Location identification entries
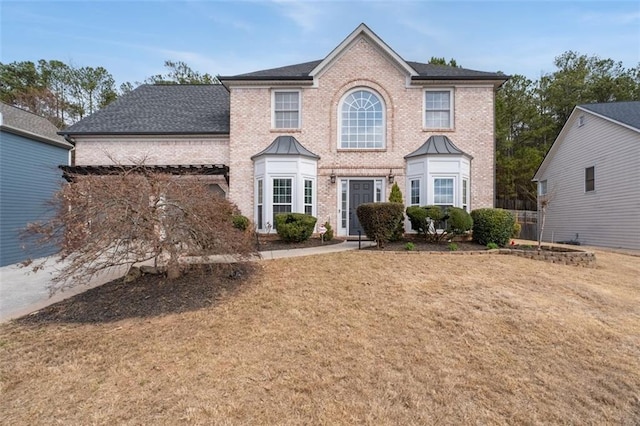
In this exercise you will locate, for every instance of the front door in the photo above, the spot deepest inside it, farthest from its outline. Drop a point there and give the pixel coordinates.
(360, 191)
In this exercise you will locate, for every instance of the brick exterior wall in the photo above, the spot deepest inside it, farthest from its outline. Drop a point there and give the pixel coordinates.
(362, 64)
(184, 150)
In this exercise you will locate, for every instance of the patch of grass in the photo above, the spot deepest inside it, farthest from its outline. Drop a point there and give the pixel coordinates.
(363, 339)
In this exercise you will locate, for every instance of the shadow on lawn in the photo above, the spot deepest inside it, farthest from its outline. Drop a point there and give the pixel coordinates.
(149, 296)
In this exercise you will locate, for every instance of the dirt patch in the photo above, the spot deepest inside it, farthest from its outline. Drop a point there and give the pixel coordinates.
(149, 296)
(273, 242)
(367, 337)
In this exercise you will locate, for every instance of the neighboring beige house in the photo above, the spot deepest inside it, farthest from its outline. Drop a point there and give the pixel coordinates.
(319, 137)
(591, 178)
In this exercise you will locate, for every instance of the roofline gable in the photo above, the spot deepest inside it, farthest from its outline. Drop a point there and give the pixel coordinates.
(605, 117)
(565, 128)
(34, 136)
(362, 29)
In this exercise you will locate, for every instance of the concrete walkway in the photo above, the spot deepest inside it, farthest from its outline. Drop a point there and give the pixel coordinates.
(23, 291)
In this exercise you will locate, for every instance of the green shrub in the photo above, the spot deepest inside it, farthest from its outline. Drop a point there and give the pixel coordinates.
(328, 235)
(459, 221)
(379, 220)
(396, 195)
(240, 222)
(492, 226)
(418, 218)
(295, 227)
(516, 230)
(428, 220)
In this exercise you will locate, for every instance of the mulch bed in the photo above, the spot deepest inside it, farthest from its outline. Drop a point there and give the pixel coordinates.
(273, 242)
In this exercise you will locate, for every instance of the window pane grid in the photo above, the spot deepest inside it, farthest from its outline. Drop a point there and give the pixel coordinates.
(415, 192)
(590, 179)
(362, 121)
(438, 109)
(443, 191)
(308, 197)
(287, 110)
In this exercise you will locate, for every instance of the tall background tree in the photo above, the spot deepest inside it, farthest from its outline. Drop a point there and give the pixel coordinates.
(65, 93)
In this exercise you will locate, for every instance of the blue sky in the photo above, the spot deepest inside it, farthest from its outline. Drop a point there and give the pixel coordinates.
(132, 39)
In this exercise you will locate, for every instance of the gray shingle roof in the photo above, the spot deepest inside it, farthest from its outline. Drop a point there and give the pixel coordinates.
(28, 122)
(437, 144)
(286, 145)
(624, 112)
(161, 109)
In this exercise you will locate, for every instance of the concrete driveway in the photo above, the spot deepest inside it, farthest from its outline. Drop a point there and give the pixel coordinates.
(23, 291)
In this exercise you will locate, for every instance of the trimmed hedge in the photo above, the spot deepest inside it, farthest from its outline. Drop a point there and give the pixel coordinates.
(328, 235)
(240, 222)
(380, 220)
(492, 226)
(459, 221)
(295, 227)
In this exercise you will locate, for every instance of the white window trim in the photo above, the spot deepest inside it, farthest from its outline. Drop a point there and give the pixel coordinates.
(451, 107)
(273, 108)
(421, 197)
(313, 195)
(260, 180)
(456, 190)
(589, 191)
(384, 120)
(464, 204)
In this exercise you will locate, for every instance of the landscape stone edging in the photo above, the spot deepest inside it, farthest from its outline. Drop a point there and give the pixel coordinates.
(559, 256)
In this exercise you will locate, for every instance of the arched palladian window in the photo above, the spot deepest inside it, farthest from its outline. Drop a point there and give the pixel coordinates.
(362, 120)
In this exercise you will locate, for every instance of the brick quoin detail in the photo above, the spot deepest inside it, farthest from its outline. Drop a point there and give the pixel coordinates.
(363, 64)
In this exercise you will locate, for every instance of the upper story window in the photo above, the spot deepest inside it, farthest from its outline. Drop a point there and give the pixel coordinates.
(590, 179)
(438, 109)
(443, 191)
(362, 121)
(542, 187)
(286, 109)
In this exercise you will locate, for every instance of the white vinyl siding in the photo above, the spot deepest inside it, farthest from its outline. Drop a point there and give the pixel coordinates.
(607, 216)
(438, 109)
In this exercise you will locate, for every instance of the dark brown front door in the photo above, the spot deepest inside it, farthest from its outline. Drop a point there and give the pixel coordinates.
(360, 191)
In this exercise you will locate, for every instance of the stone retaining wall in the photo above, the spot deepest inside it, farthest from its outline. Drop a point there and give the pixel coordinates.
(555, 255)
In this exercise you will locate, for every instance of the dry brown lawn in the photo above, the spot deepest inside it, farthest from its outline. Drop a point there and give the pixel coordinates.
(366, 337)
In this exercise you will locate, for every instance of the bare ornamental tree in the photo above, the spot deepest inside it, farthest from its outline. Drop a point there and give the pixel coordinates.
(135, 215)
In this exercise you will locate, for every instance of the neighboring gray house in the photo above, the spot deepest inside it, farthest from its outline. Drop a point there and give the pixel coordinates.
(318, 137)
(30, 153)
(591, 178)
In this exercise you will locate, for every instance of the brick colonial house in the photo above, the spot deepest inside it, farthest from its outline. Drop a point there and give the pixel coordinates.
(319, 137)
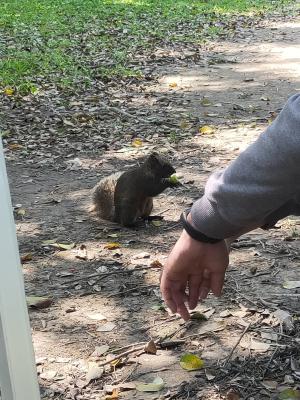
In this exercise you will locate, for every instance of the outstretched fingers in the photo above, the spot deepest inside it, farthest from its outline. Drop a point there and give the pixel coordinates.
(174, 296)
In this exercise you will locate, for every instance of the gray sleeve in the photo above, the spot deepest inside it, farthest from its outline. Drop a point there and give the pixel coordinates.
(261, 180)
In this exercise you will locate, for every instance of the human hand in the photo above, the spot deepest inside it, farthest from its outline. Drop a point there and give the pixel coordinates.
(192, 269)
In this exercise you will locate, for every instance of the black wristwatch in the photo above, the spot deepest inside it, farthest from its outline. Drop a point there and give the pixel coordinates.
(193, 232)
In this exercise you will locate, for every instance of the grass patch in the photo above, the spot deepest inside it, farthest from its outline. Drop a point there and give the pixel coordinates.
(71, 42)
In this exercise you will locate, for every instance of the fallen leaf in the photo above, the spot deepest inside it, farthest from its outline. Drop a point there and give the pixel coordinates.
(270, 385)
(150, 347)
(156, 264)
(26, 257)
(157, 385)
(122, 386)
(206, 130)
(82, 252)
(173, 179)
(48, 242)
(284, 318)
(190, 362)
(205, 102)
(100, 350)
(15, 146)
(209, 375)
(158, 307)
(289, 394)
(185, 125)
(143, 254)
(137, 143)
(48, 375)
(112, 246)
(38, 302)
(255, 345)
(108, 327)
(198, 316)
(113, 396)
(232, 395)
(21, 212)
(68, 123)
(291, 284)
(94, 372)
(211, 327)
(225, 314)
(269, 336)
(63, 246)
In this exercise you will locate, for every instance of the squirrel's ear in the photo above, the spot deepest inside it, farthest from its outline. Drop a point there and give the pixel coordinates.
(153, 160)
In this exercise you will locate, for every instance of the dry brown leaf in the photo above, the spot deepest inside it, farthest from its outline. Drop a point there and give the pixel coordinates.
(26, 257)
(94, 372)
(112, 246)
(151, 347)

→ WHAT TO DO
Output an exact copy of the material, with the pictures removed.

→ WRITTEN RESPONSE
In this exercise you will locate, for every instance of the front door in the photo above, the spot deepest inside it, farthest from its outline. Drop a point there and give the pixel coordinates.
(360, 191)
In this exercise you will locate, for every instance of the brick exterior wall in the photo above, the spot deepest inside it, farthest from its outline. Drop a point there and give the pixel coordinates.
(362, 64)
(184, 150)
In this exercise you will locate, for every instance of the patch of grass in the photo above, the spot deepest inside it, farthest from its outline. Drop a point there and give the pixel coordinates.
(363, 339)
In this exercise you will locate, for every instance of the shadow on lawn in the photo above, the spot deepest inside it, farthest from its outline. Drop a point there and give the pixel coordinates.
(149, 296)
In this exercise you will locate, for every instance of the dirt patch in the photo above, the spot deepest inside it, farthest from its outline. Drop a point there and give the pixel coordinates.
(149, 296)
(273, 242)
(367, 337)
In this exercise you will locate, for every instance of the neighboring beige house in the photo above, the spot deepest inside it, farthest from its outline. Drop a point there and give the pixel coordinates.
(319, 137)
(591, 178)
In this exercise you will locate, for every instance of the roofline gable in the photo above, the spot deepest inside it, farthest from its outline. Drop a point there and give the pixel coordinates.
(605, 117)
(565, 128)
(34, 136)
(362, 29)
In this exercise you will locate, for every instance of the concrete walkway in the photo above, the spot deepest inside it, farthest from its outline. Drop a point there and give the pixel coordinates.
(23, 291)
In this exercise you will locate, for every instance of the green shrub in the photo above, the spot deepest inside it, farthest from its outline. Drop a point there and give the pixel coordinates.
(328, 235)
(459, 221)
(379, 220)
(396, 195)
(240, 222)
(492, 226)
(418, 218)
(295, 227)
(516, 230)
(428, 220)
In this exercise you will locate, for every instance of the mulch bed in the photo above, the spot deepest inside it, farthest from its outline. Drop a point there and give the pixel coordinates.
(273, 242)
In this exercise you will locate, for every instance of the window pane grid in the photo above, the spot deepest inside it, farthest from its outline. Drop a point there and give the pixel coordinates.
(415, 192)
(590, 179)
(362, 121)
(438, 109)
(443, 191)
(308, 197)
(287, 110)
In this exercise you will locate, for every instance of the tall background tree in the photo above, the spot deepest inside it, farthest from its outline. Drop a point there and give the pixel coordinates.
(65, 93)
In this exercise you will locate, for every instance of the blue sky in the photo above, the spot deepest inside it, farthest from its outline. Drop a point there and give the pixel coordinates.
(132, 39)
In this exercise you will locate, for every instance of the gray shingle roof in the photo above, the spot deepest inside it, farthest from its outline. Drop a point there and give the pixel coordinates.
(28, 122)
(437, 144)
(286, 145)
(624, 112)
(161, 109)
In this exercise you will locate, for every instance of the concrete driveway in the photo above, the spot deepest inside it, farthest from its outline. Drop a point there and give the pixel coordinates.
(23, 291)
In this exercise you will locate, for every instance of the trimmed hedge in the photo above, the spot deepest inside it, farthest from its outline. Drop a point there and give the pixel coordinates.
(328, 235)
(240, 222)
(380, 220)
(492, 226)
(459, 221)
(295, 227)
In this exercise you will locate, for every instance of the white window trim in the photo above, the spot deepest inside it, farthest from its outline. Drop a point there and give the pixel coordinates.
(451, 107)
(273, 108)
(421, 197)
(313, 195)
(260, 180)
(456, 190)
(589, 191)
(384, 120)
(464, 204)
In this exercise you will locate, for every instance of the landscape stone edging in the photo above, the spot deepest inside it, farthest from its outline. Drop a point there and give the pixel coordinates.
(559, 256)
In this exercise you will locate, for every instance of the arched palladian window in the photo above, the spot deepest inside it, farthest from its outline. Drop a point there and give the pixel coordinates.
(362, 120)
In this exercise you will locate, for every instance of the brick quoin detail in the photo above, the spot deepest inside it, farthest from its outline. Drop a point there and give the pixel coordinates.
(363, 64)
In this exercise you will locate, for every instance of the upper story window in the photo above, the spot deepest inside it, farthest from its outline. Drop a point there and give the pixel coordinates.
(590, 179)
(438, 109)
(443, 191)
(362, 121)
(542, 187)
(286, 109)
In this exercise you will locate, for every instance of the white vinyl siding in the photo above, the spot deepest inside it, farthest from its outline. Drop a point there and give the pixel coordinates.
(607, 216)
(438, 109)
In this exercise you will locate, for every instance of the dark brown front door in the photo above, the spot deepest inside it, farthest from its outline. Drop a point there and give the pixel coordinates.
(360, 191)
In this exercise you will locate, for every instance of the stone retaining wall in the photo above, the spot deepest inside it, farthest from its outline. Drop a point there and give the pixel coordinates.
(555, 255)
In this exercise you will locate, for every instance of the dry brown lawn in the photo above, the spot deepest inside it, farthest from its outline. Drop a point there and give the pixel coordinates.
(366, 337)
In this exercise you will locate, for every instance of the bare ornamental tree in the photo above, the spot deepest inside it, farthest from its outline. Drop a point there and give the pixel coordinates.
(135, 215)
In this exercise you will locate, for every instance of the neighboring gray house in the photo above, the spot deepest inside it, farthest from its outline. Drop a point there and give the pixel coordinates.
(318, 137)
(30, 153)
(591, 178)
In this exercise you will locate, for every instance of the brick colonial house in the photo above, the spot deepest inside it, farthest from its outline. Drop a point there and give the pixel coordinates.
(319, 137)
In this exercise you will locate, for every instance of the outstretched fingers in the photo above, the spot deepest inside it, farthest from its outline. Drop a point there and give the pixel coordinates.
(174, 296)
In this exercise you will locate, for every instance of the gray sleeve in the photo above, the spot deepest inside it, farthest from its outline. Drop a point there and give the pixel coordinates.
(261, 180)
In this exercise you will locate, for every instance of the human hand in the photo above, the spot deepest inside it, farthest from its outline. Drop a point there and give the pixel coordinates.
(192, 269)
In this exercise you will locate, for every instance of the black wristwatch in the photo above, the spot deepest inside it, farthest from its outline. Drop a point there and give the pixel coordinates.
(193, 232)
In this exercise you will locate, for every instance of the grass patch in the photo above, the spot deepest inside it, farthest from its outline. Drop a point there and give the pixel coordinates.
(71, 42)
In this exercise you will locate, for every instance of the fallen leaf in the photo above, the spot deepest inside it, farthest from its outline. Drop a point there and give the pixel coordinates.
(270, 385)
(150, 347)
(156, 264)
(26, 257)
(157, 385)
(122, 386)
(206, 130)
(82, 252)
(173, 179)
(48, 242)
(284, 318)
(190, 362)
(205, 102)
(100, 350)
(15, 146)
(209, 375)
(158, 307)
(289, 394)
(185, 125)
(143, 254)
(137, 143)
(48, 375)
(112, 246)
(38, 302)
(255, 345)
(108, 327)
(198, 316)
(113, 396)
(232, 395)
(21, 212)
(68, 123)
(291, 284)
(94, 372)
(211, 327)
(225, 314)
(269, 336)
(63, 246)
In this exercise you will locate, for every instance of the squirrel's ear in the photo above, the spot deepest inside it, farthest from its outline. Drop a point there and give the pixel coordinates.
(153, 160)
In this exercise you will locate, for every instance of the dry brown leaf in the photo above, the spot deepest inside it, farthest from its outline. Drop a point there and give the pixel coordinates.
(26, 257)
(94, 372)
(112, 246)
(151, 347)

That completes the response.